START RECORDS PROVIDED

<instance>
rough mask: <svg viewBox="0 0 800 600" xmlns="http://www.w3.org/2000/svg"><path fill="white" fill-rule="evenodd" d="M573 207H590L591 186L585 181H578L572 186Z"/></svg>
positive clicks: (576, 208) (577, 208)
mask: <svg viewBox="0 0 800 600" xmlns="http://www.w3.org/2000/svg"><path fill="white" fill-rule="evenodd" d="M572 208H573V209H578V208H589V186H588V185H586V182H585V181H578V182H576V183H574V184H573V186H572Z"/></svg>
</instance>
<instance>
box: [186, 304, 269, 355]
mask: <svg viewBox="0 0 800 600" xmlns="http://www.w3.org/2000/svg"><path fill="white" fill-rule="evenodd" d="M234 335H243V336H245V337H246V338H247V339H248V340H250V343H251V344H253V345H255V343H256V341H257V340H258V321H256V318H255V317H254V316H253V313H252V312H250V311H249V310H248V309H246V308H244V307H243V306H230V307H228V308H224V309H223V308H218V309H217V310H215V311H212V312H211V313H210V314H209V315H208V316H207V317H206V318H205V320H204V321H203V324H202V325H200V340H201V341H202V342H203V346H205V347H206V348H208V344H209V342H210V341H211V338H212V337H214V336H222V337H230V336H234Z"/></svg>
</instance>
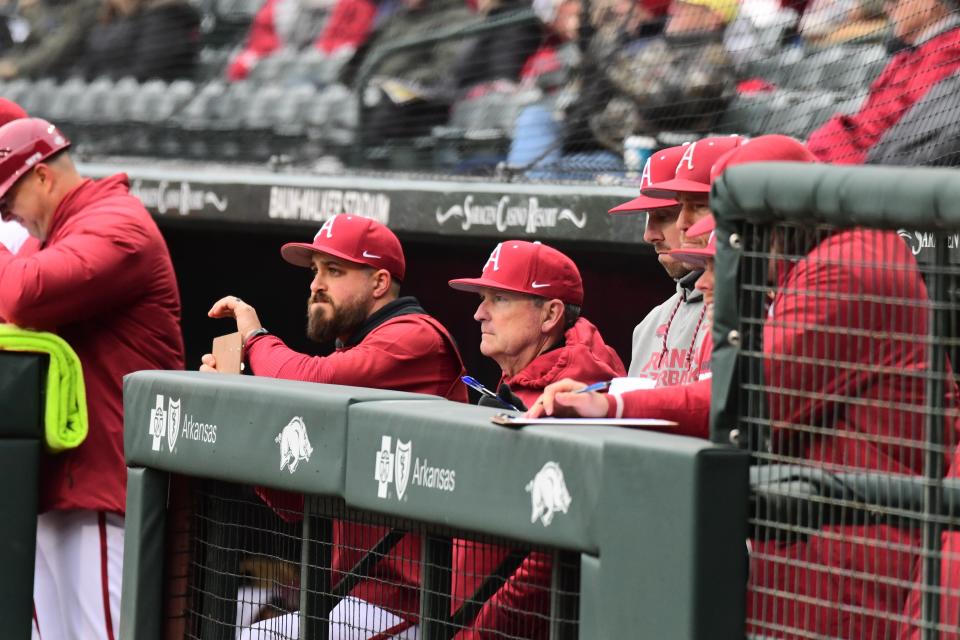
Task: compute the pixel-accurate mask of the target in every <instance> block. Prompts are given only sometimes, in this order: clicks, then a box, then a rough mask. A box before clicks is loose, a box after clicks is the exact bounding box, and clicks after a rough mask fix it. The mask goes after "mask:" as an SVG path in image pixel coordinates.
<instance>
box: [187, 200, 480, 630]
mask: <svg viewBox="0 0 960 640" xmlns="http://www.w3.org/2000/svg"><path fill="white" fill-rule="evenodd" d="M280 253H281V255H282V256H283V258H284V259H285V260H286V261H287V262H289V263H291V264H294V265H297V266H300V267H307V268H309V269H310V270H311V271H312V272H313V279H312V280H311V282H310V297H309V299H308V302H307V335H308V337H310V338H311V339H312V340H316V341H318V342H327V341H330V340H336V345H337V349H336V351H334V352H333V353H332V354H330V355H328V356H322V357H321V356H309V355H306V354H303V353H297V352H296V351H294V350H293V349H290V348H289V347H288V346H287V345H285V344H284V343H283V341H282V340H280V338H278V337H276V336H274V335H271V334H270V333H269V332H268V331H267V330H266V329H264V328H263V326H262V325H261V324H260V320H259V319H258V318H257V312H256V310H255V309H254V308H253V307H252V306H250V305H249V304H247V303H246V302H243V301H242V300H240V299H239V298H237V297H235V296H227V297H225V298H221V299H220V300H218V301H217V302H216V303H215V304H214V305H213V308H211V309H210V311H209V315H210V317H212V318H231V317H232V318H234V319H236V322H237V330H238V331H239V333H240V336H241V343H242V345H243V356H244V361H245V362H246V364H247V365H248V366H249V367H250V369H251V370H252V372H253V374H254V375H258V376H267V377H271V378H284V379H287V380H302V381H307V382H322V383H329V384H342V385H350V386H360V387H376V388H379V389H393V390H396V391H409V392H414V393H429V394H433V395H438V396H443V397H445V398H448V399H450V400H456V401H461V402H466V401H467V393H466V388H465V387H464V386H463V384H461V383H460V376H461V375H463V374H464V373H466V371H465V370H464V368H463V363H462V361H461V359H460V354H459V352H458V351H457V347H456V344H455V343H454V341H453V338H452V337H451V336H450V334H449V333H448V332H447V330H446V329H445V328H444V327H443V325H441V324H440V323H439V322H438V321H437V320H435V319H434V318H432V317H431V316H429V315H427V313H426V311H424V310H423V309H422V308H421V307H420V304H419V303H418V302H417V300H416V299H415V298H413V297H409V296H408V297H400V282H401V281H402V280H403V276H404V272H405V269H406V262H405V259H404V256H403V248H402V247H401V246H400V241H399V240H398V239H397V237H396V236H395V235H394V234H393V232H392V231H390V230H389V229H387V228H386V227H385V226H383V225H382V224H380V223H379V222H376V221H374V220H371V219H369V218H364V217H361V216H354V215H347V214H340V215H336V216H334V217H332V218H330V219H329V220H327V221H326V223H324V225H323V226H322V227H321V228H320V231H318V232H317V235H316V236H315V237H314V239H313V242H312V243H296V242H293V243H288V244H285V245H283V247H282V248H281V249H280ZM200 370H201V371H214V370H216V360H215V358H214V357H213V355H211V354H206V355H204V356H203V366H202V367H201V368H200ZM259 493H260V495H261V497H262V498H264V500H266V501H267V502H268V503H269V504H271V506H274V507H275V508H277V507H281V506H282V507H283V510H284V517H287V518H289V517H290V514H291V512H295V511H297V510H298V509H299V508H302V501H301V499H300V497H299V496H297V497H296V498H295V499H291V496H290V495H289V494H284V493H283V492H276V491H271V490H261V491H259ZM386 531H387V530H386V529H383V528H376V527H370V526H366V525H360V524H356V523H351V522H346V521H336V522H335V523H334V534H333V535H334V551H333V569H334V580H335V581H336V580H337V579H338V577H343V575H345V573H346V572H348V571H349V570H350V568H351V567H353V566H354V565H355V564H356V563H357V562H358V561H359V560H360V558H361V557H362V556H363V555H364V550H365V549H366V548H368V547H369V546H370V541H371V540H372V541H376V540H379V539H380V538H381V537H382V536H383V535H384V534H385V533H386ZM420 545H421V541H420V539H419V538H418V537H417V536H413V535H407V536H404V538H403V540H402V541H401V542H400V543H399V544H398V545H397V546H396V547H395V549H394V550H393V551H391V552H390V554H388V555H386V556H385V557H384V558H383V559H382V560H380V561H379V562H378V563H377V566H376V567H375V569H374V570H373V572H372V574H371V579H369V580H362V581H361V582H360V583H359V584H358V585H357V586H356V587H354V589H353V590H352V591H351V592H350V595H349V596H348V597H347V598H344V599H343V600H341V601H340V603H339V604H338V605H337V606H336V607H335V608H334V610H333V611H332V612H331V614H330V638H348V637H349V638H357V637H368V636H369V637H379V636H378V634H380V633H386V632H388V631H389V632H390V634H391V636H390V637H396V638H415V637H417V633H418V624H419V618H418V616H419V609H420V603H419V583H420V571H419V567H420V563H419V560H418V559H419V557H420ZM358 634H359V635H358ZM240 637H241V638H245V639H246V638H250V639H254V638H271V639H276V638H297V637H299V614H288V615H284V616H280V617H279V618H273V619H270V620H267V621H264V622H261V623H258V624H256V625H254V626H253V627H251V628H248V629H245V630H243V632H242V634H241V636H240Z"/></svg>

END RECORDS PROVIDED

§ PROBLEM TO SOLVE: Rewrite the items from their first line through the line containing "box: [186, 304, 269, 355]", replacing "rough mask" with "coarse mask" and leaving everything else unchanged.

§ SOLUTION BELOW:
<instance>
coarse mask: <svg viewBox="0 0 800 600" xmlns="http://www.w3.org/2000/svg"><path fill="white" fill-rule="evenodd" d="M573 207H590L591 186L585 181H578L572 186Z"/></svg>
positive clicks: (576, 208) (577, 208)
mask: <svg viewBox="0 0 800 600" xmlns="http://www.w3.org/2000/svg"><path fill="white" fill-rule="evenodd" d="M572 208H573V209H578V208H589V186H588V185H586V182H585V181H578V182H576V183H574V184H573V186H572Z"/></svg>
</instance>
<instance>
box: [186, 304, 269, 355]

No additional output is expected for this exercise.